WHAT YOU HAVE TO DO :: Produce an exact copy of the lines from the line that contains "Target = black plant pot" to the end of the listing below.

PROVIDED RECORDS ::
::::

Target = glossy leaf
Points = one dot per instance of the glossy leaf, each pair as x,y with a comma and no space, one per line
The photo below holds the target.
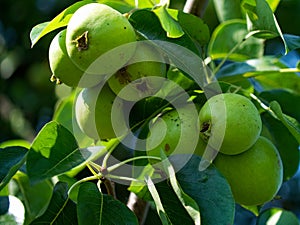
286,144
59,21
61,210
121,6
54,151
186,201
227,10
277,216
286,99
11,160
210,190
260,18
192,25
290,123
292,41
234,32
149,27
169,24
95,208
165,219
35,197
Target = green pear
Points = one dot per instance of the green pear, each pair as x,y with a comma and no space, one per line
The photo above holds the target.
93,112
96,39
136,76
175,132
62,67
255,175
230,123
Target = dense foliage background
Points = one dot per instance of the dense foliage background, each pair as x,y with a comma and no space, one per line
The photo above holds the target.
28,98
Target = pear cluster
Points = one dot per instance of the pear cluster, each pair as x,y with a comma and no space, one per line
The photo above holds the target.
231,125
99,53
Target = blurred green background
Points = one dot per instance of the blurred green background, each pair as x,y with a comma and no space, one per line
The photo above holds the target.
28,98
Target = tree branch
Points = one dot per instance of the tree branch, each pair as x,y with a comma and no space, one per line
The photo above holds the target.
139,207
196,7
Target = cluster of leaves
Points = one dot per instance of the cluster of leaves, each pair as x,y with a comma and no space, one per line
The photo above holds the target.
49,175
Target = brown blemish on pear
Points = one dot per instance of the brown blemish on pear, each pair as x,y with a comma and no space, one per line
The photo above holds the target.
123,76
81,41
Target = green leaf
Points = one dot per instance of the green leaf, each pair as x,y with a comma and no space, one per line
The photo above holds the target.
234,32
61,210
11,160
286,144
95,208
61,20
147,24
187,202
292,41
159,206
210,190
121,6
169,24
286,99
277,216
227,10
53,151
195,27
15,142
8,219
290,123
35,197
261,20
268,75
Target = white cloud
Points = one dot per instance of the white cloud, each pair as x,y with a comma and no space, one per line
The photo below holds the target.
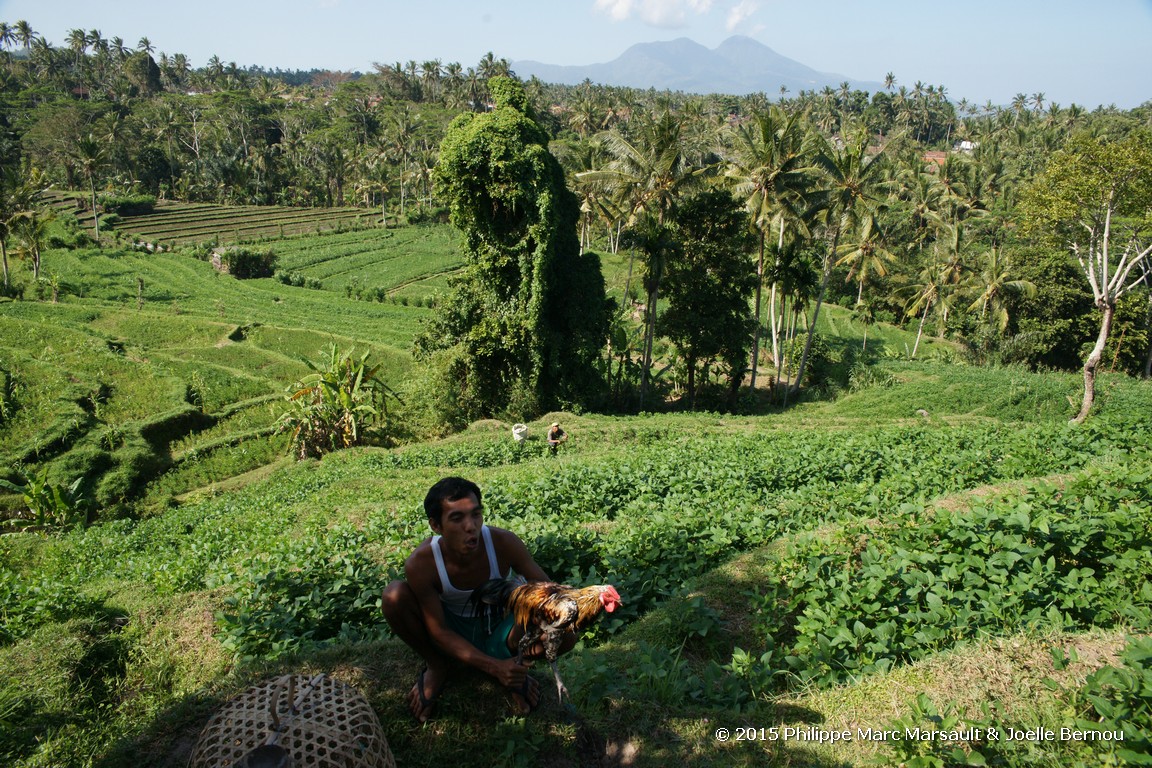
740,13
657,13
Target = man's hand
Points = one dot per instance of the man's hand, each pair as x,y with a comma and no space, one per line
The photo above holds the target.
509,674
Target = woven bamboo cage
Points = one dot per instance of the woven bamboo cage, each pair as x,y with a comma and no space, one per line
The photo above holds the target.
316,721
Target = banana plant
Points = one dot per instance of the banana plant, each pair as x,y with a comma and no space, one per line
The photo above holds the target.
333,407
51,506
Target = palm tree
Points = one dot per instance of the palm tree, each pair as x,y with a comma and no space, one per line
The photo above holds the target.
651,167
992,283
771,174
864,313
24,33
921,297
31,230
865,255
90,154
853,183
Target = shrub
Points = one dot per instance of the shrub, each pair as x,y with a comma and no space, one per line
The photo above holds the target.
245,264
128,205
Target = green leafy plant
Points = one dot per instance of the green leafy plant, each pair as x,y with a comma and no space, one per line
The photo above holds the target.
335,405
51,506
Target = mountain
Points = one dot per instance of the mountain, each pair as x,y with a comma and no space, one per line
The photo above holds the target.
737,66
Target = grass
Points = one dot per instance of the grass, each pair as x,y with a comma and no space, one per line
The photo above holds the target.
143,667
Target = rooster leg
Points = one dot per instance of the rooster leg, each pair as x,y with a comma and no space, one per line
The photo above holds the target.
561,691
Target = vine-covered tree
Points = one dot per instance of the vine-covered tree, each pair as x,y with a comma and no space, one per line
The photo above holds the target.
529,316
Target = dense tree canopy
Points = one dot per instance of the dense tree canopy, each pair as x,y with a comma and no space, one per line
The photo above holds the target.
529,316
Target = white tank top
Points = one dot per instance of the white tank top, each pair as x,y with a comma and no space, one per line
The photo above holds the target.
456,601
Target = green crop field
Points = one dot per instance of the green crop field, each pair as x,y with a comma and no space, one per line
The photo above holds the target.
935,548
816,570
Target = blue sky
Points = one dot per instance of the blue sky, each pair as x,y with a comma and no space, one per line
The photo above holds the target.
1083,52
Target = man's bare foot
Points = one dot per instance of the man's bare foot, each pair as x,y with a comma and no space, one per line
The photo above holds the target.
527,698
423,697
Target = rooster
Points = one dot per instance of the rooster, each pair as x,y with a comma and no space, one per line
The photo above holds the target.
546,611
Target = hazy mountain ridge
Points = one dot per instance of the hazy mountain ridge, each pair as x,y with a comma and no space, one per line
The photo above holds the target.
739,66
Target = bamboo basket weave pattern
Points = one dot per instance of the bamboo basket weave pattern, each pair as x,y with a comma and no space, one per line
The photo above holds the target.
319,721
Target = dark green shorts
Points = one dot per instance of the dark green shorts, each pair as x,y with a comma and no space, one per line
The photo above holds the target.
475,631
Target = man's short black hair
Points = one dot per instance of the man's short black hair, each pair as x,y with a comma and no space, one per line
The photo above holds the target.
448,489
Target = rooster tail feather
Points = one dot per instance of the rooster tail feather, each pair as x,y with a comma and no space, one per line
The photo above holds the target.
490,598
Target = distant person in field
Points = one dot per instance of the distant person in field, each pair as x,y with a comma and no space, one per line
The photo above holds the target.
555,436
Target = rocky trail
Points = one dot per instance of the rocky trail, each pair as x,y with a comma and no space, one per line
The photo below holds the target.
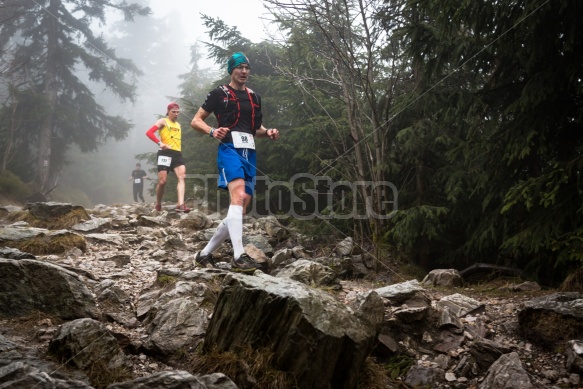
110,297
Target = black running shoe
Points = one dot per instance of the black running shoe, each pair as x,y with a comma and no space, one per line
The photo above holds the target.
243,264
204,260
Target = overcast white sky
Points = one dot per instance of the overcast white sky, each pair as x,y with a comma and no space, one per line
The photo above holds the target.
244,14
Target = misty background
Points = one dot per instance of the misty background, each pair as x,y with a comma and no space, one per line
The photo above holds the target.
160,46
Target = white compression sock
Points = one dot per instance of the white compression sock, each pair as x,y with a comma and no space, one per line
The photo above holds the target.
218,237
234,222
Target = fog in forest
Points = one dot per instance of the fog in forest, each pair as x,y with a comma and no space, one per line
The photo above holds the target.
160,46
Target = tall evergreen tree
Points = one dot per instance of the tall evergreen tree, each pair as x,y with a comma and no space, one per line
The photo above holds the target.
52,41
518,117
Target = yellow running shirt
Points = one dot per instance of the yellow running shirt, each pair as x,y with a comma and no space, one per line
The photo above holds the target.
171,134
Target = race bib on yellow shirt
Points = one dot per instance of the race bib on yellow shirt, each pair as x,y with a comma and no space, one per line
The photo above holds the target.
164,160
242,140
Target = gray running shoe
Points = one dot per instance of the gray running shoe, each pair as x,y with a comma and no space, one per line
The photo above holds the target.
243,264
204,260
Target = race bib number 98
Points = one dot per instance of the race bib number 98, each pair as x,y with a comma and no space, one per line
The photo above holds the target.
242,140
164,160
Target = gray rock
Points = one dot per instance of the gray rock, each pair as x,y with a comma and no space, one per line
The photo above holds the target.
421,376
177,379
309,272
552,319
84,343
401,292
507,373
443,277
574,352
312,335
28,286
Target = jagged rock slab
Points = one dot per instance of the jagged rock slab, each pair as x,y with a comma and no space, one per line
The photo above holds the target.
28,286
311,334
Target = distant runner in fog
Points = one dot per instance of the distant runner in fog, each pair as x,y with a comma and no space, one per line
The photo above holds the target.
238,112
138,176
169,155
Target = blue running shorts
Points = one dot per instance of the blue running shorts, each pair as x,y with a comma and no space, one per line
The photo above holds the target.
236,163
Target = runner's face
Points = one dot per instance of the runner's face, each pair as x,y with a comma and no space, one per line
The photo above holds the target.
241,73
173,114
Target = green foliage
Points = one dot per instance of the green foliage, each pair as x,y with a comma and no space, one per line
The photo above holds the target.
498,80
418,225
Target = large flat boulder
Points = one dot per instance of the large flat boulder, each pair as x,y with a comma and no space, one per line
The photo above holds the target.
311,334
28,286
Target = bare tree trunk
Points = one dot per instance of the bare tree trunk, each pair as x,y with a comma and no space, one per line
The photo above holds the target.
46,131
14,126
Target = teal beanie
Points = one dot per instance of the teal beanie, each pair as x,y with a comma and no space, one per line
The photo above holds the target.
236,60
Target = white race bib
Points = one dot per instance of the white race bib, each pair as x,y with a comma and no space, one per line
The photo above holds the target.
242,140
164,160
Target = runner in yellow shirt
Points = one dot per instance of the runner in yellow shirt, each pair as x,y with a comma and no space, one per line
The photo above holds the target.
169,156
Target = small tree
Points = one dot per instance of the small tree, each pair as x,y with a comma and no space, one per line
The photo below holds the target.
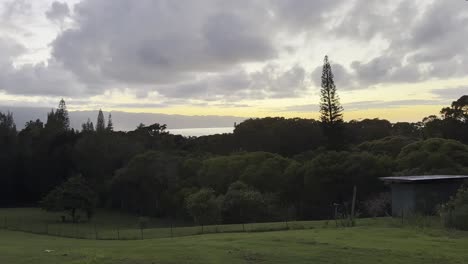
88,126
110,124
204,207
330,108
101,123
331,111
72,196
243,204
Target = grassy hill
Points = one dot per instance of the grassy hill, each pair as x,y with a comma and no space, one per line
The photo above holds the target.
372,241
321,245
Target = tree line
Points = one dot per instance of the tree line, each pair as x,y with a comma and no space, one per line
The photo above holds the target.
267,169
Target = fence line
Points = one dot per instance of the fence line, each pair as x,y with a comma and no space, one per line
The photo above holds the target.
95,232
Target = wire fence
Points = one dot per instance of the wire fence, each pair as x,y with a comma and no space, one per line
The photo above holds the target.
104,232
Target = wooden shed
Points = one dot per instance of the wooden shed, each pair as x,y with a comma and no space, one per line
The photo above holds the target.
422,194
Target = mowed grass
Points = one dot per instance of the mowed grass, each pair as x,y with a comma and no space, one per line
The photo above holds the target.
363,244
106,225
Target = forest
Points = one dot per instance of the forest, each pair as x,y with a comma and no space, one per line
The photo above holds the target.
268,169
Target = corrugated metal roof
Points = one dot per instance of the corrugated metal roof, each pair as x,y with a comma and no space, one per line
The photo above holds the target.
410,179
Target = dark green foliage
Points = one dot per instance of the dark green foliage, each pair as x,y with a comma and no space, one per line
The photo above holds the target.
455,212
367,129
243,204
386,146
433,156
110,124
73,196
8,152
145,184
331,111
58,120
286,166
87,127
262,170
329,178
204,207
100,123
279,135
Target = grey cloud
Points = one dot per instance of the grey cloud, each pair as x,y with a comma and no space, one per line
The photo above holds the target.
451,93
14,8
269,82
160,41
58,11
124,120
426,39
41,79
361,105
343,78
196,49
389,104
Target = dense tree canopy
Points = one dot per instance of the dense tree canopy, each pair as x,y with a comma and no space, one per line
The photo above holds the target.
267,169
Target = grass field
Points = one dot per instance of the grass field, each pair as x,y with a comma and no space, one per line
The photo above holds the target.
321,245
112,226
371,241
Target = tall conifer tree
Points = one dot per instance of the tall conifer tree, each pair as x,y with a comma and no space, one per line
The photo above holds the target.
101,123
110,124
331,111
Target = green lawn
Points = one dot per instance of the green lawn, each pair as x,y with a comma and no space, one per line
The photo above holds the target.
114,225
373,241
361,245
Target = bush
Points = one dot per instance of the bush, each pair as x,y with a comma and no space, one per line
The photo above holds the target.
380,205
204,207
454,214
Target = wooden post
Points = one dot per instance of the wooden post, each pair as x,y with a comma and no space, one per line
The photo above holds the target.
95,232
336,214
353,206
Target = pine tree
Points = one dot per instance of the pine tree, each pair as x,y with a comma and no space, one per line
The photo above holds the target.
88,126
100,125
331,111
330,108
58,120
62,115
110,124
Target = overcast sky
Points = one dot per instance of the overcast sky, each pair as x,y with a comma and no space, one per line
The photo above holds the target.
398,59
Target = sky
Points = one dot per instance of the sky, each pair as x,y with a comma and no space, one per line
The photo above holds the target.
400,60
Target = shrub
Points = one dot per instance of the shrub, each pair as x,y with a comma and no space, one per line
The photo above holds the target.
380,205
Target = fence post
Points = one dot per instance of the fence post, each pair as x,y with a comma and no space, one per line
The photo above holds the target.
353,204
95,232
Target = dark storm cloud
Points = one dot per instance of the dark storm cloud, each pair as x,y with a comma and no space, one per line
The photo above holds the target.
269,82
423,42
452,93
161,41
365,105
58,11
196,49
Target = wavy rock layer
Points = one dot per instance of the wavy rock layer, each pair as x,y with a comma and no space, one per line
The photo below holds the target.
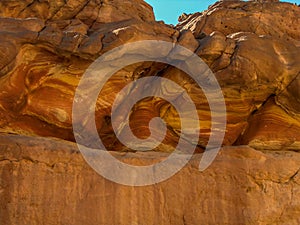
56,186
253,52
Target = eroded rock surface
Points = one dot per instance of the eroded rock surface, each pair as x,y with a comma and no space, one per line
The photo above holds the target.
46,47
253,48
46,181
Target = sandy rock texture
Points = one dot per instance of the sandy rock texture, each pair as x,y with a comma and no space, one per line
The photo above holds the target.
46,181
253,49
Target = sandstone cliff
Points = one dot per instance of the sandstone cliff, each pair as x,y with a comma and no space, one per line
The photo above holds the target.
253,49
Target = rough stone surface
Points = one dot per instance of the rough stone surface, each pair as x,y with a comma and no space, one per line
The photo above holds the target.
46,181
252,47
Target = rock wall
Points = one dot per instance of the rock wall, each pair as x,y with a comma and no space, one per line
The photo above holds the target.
46,181
253,48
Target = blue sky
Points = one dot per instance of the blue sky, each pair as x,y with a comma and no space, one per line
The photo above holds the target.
170,10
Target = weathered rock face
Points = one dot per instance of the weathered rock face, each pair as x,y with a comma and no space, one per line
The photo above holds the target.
46,181
253,54
253,48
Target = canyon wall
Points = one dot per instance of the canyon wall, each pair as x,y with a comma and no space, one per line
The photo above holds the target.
253,49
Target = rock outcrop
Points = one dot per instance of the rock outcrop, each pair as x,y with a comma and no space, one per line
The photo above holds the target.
253,48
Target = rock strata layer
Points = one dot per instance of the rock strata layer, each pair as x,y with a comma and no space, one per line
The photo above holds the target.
46,181
253,49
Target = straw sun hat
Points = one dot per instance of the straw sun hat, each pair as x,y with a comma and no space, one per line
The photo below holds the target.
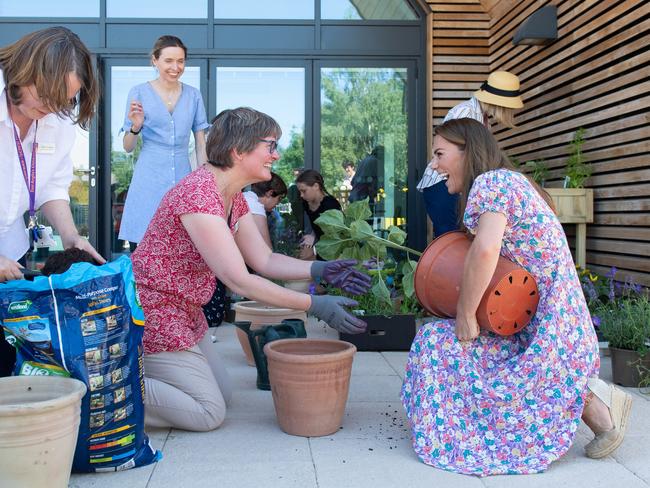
501,88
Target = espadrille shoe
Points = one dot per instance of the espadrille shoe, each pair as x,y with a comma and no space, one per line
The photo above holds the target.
605,443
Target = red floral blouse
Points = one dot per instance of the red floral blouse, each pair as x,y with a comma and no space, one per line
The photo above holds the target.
173,279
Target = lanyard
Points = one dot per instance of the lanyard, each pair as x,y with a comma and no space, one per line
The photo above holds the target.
30,180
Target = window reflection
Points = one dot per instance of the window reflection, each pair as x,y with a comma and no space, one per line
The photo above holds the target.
48,8
364,140
263,9
367,10
187,9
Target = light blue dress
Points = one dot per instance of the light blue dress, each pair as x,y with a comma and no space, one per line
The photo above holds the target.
164,158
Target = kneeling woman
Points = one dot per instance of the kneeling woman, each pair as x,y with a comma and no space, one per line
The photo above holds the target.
202,230
483,404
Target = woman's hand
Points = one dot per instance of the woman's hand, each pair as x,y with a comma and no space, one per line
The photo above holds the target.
136,115
467,327
9,270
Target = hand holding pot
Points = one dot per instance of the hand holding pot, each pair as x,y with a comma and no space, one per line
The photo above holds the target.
341,274
330,309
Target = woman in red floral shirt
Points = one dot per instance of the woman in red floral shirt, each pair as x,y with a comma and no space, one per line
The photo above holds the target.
202,230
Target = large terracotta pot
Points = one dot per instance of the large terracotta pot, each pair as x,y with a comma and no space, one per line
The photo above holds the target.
310,380
39,423
259,314
509,302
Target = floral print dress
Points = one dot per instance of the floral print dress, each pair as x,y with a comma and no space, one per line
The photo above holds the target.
506,405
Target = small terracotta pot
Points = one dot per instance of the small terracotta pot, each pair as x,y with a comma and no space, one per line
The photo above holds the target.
310,380
508,304
259,314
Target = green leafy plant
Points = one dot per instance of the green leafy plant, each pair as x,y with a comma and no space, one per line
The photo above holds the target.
538,170
348,235
576,171
625,323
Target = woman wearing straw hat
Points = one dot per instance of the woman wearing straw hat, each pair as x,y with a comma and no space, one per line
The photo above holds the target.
497,98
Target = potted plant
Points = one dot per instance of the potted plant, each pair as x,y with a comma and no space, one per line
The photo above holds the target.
625,323
390,307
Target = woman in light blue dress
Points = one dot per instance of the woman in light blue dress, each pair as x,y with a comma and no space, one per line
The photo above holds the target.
165,111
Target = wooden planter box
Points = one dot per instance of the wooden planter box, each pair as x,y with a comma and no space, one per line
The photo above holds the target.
575,206
384,333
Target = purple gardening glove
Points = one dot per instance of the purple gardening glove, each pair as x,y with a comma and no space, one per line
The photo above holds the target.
331,310
341,274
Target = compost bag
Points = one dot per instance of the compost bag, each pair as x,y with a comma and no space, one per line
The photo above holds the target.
87,323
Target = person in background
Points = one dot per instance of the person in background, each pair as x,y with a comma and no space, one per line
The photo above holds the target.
262,199
348,167
497,99
165,111
201,234
47,86
316,200
483,404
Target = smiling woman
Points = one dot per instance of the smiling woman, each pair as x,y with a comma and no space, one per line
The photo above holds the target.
203,232
43,77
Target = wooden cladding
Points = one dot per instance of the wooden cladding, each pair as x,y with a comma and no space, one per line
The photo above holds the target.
595,75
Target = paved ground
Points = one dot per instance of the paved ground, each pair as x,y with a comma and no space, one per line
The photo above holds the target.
371,450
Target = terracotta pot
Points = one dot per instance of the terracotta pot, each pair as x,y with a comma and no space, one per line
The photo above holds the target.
259,314
624,366
310,380
511,298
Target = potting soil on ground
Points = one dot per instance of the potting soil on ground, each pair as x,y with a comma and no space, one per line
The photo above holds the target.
87,323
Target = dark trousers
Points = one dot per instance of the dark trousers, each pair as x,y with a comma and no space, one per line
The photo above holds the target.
442,208
7,351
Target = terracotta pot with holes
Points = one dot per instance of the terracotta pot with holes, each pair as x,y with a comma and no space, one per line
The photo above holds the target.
511,298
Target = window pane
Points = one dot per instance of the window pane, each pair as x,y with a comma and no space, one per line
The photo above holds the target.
367,10
123,78
187,9
280,93
364,122
264,9
48,8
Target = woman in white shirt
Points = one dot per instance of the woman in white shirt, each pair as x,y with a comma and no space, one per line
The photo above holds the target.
47,84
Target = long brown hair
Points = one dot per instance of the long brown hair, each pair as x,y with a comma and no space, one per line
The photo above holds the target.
43,59
481,154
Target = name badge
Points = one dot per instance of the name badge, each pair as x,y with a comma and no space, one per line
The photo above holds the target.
46,148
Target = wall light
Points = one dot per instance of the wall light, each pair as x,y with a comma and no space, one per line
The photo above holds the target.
540,28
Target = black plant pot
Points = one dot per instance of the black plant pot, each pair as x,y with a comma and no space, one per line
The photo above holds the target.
384,333
625,371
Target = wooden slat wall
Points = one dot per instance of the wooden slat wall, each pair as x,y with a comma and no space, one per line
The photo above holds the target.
595,75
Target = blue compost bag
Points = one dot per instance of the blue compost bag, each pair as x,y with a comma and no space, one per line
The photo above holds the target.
87,323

::::

RESULT OF THE EXERCISE ::
Target = black plant pot
Points = one dot per instance of the black plant pot, each pair as x,y with a comma and no space, one per line
The photo above holds the target.
384,333
625,371
Target = wooden slat wall
Points = one dot per instance of the wooden slat wall, each pair as x,y with a comma and no space, one per line
The photo above holds the target.
595,75
Target = blue compost bag
Points = one dot per instance of the blue compost bag, each pair as x,y with a comma and no space, one per line
The photo above holds the target.
87,323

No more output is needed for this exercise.